> _Passage provided_

______________________________

Learn How to Pack for a Move
Packing for a move is one of the most common concerns people have when making a moving to-do list. You don’t want your belongings to break, but wouldn’t you rather save money on packing materials if you could?
Packing is all about using the right sizes and types of boxes and being smart about the space in each.
Following are tips for how to pack for a move:
Use the right type of boxes.
It can be tempting to pick up some free boxes from the liquor store or office mailroom, but you’ll want to give that a second thought. Used boxes are more likely to collapse, since they’ve likely already gotten beaten up in shipping. Moving boxes are made to be sturdier and make lifting and carrying easier, which you’ll want if you plan to rent a truck for a day. Note that most professional moving companies won’t move items that aren’t packed in approved moving boxes.
Use the right size boxes.
This is one of the best packing tips for moving. Books and other heavy items should be placed in small boxes that will be easy to lift, or spread out in the bottoms of larger boxes. Light, bulky items such as towels and bedding should go in larger boxes or can fill on top of heavy items.
Pack heavy to light.
Heavy items go in the bottom of boxes. When it comes to how to pack a moving truck, heavy items go in first, on the bottom of the stack. Packing heavier items on top of lighter ones can cause things inside to break or make the boxes top-heavy.
Fill boxes completely.
You don’t want to leave empty space in boxes. If your belongings have room to rattle around, they’re much more likely to shift during the move, and something will inevitably break. Knowing how to pack for a move can help prevent this. Use packing peanuts, sealed air pockets, newspaper, or even towels and blankets to keep box contents tight.
Wrap fragile items carefully.
If possible, use separators when packing dishes, glassware, and other fragile items. Either way, wrap each item individually (don’t get tempted to wrap two plates in one sheet of newspaper; one of them will end up shattered on the floor when unpacking).
Use detailed labels.
Clearly label each box on all sides with the designated room, a brief list of contents, and indication of fragile items. Consider making a detailed inventory or spreadsheet with numbered boxes, so when it comes time to unpack, you don’t have to dig through several boxes to find what you need.
Disassemble with care.
You’re going to have to put back together everything you take apart, so take careful note of how furniture fits together. Put screws and other hardware in a plastic bag and tape it securely to the furniture. When you’re packing electronics for a move, use labels on every plug and take pictures to detail where to attach each cord.
Don’t skimp on the tape.

______________________________

> _Recorded data_
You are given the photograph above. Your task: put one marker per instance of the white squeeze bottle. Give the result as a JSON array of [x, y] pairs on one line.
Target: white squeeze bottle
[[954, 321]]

______________________________

> _Problems to work on_
1 - In the packing tips, where should screws and other furniture hardware go?
2 - Decide whether each statement agrees with the packing tips, answering yes or no and quoting the deciding words: (a) Most professional moving companies won't move items that aren't in approved moving boxes. (b) Towels and bedding belong in small boxes. (c) Wrapping two plates together in one sheet of newspaper is fine.
3 - Repeat the part of the packing tips starting at "If possible, use" and ending at "Use detailed labels.".

> _Expected responses_
1 - In a plastic bag taped securely to the furniture.

2 -
(a) Yes: "Note that most professional moving companies won’t move items that aren’t packed in approved moving boxes."
(b) No: "Light, bulky items such as towels and bedding should go in larger boxes or can fill on top of heavy items."
(c) No: "wrap each item individually (don’t get tempted to wrap two plates in one sheet of newspaper; one of them will end up shattered on the floor when unpacking)."

3 -
If possible, use separators when packing dishes, glassware, and other fragile items. Either way, wrap each item individually (don’t get tempted to wrap two plates in one sheet of newspaper; one of them will end up shattered on the floor when unpacking).
Use detailed labels.